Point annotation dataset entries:
--------

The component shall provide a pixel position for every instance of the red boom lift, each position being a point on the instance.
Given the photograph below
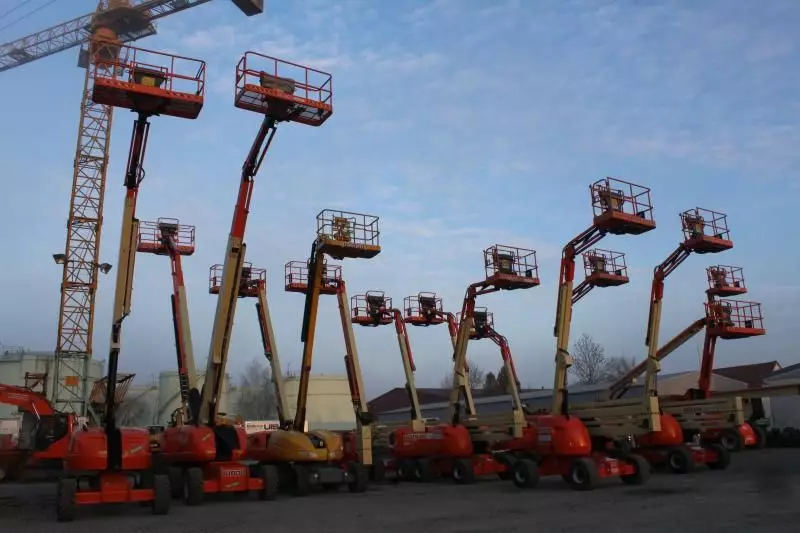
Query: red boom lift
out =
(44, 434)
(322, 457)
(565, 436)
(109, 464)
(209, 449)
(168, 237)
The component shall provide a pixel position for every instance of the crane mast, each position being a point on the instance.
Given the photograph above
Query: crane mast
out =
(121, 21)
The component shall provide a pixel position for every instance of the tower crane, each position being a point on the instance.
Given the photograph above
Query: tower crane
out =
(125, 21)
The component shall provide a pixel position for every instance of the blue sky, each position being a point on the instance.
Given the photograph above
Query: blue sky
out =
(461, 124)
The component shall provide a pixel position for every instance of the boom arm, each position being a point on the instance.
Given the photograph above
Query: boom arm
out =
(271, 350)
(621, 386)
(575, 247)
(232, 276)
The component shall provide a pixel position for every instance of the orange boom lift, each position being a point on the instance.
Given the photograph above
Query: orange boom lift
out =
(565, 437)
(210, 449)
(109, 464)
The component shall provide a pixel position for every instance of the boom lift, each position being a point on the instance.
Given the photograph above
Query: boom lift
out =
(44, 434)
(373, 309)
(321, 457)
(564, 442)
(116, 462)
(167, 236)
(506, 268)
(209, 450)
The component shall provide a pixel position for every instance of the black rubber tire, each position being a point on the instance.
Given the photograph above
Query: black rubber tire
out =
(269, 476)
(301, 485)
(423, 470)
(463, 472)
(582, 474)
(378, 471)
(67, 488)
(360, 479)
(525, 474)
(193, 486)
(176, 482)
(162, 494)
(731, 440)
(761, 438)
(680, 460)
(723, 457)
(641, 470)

--------

DO THIS:
Update every entry by replacing each occurrence of "photograph" with "image", and keep all other text the same. Omit the pictures from the output.

RESULT OF THIS TASK:
The component shall provide a pixel position for every instance of the red boom lift, each position being a point on the instance.
Given the image below
Query: red boom lift
out =
(44, 434)
(322, 457)
(565, 436)
(109, 464)
(209, 449)
(168, 237)
The component shall provide a pixel position for every instance of the crane mast, each position being a point on the instance.
Given the image above
Query: crane mast
out =
(121, 21)
The component shall provide a pixel position for every instance of the tower crane, each position being a point on the instance.
Given the image above
Query: tower crane
out =
(125, 21)
The component shall provide a pixel position for every instance of the blue sky, each position being a point on the instance.
Given the image above
Query: blue sky
out =
(461, 124)
The component shall provide a pixel position for every instance of the boom arm, each position being a point on the instance.
Given the image above
Query: boom arm
out =
(271, 350)
(621, 386)
(575, 247)
(232, 276)
The component shall provide a pixel position for every instance of the orange boom lift, each position being a point on the instance.
Given the image above
Query: orange boom lift
out =
(565, 437)
(210, 449)
(109, 464)
The component shall provide a pixel position for every instance of the boom lift, each position being a point on the instance.
Given the image above
Query: boom lift
out =
(44, 434)
(373, 309)
(321, 457)
(564, 442)
(116, 462)
(167, 236)
(506, 268)
(209, 450)
The component shall provide a pixel position for every instance of the black rubber tire, each position being a point on the instance.
Given the image above
Query: black rubber tire
out =
(269, 476)
(301, 485)
(423, 470)
(463, 472)
(582, 474)
(378, 471)
(67, 488)
(360, 479)
(525, 474)
(193, 486)
(176, 482)
(162, 494)
(731, 440)
(761, 438)
(680, 460)
(723, 457)
(641, 470)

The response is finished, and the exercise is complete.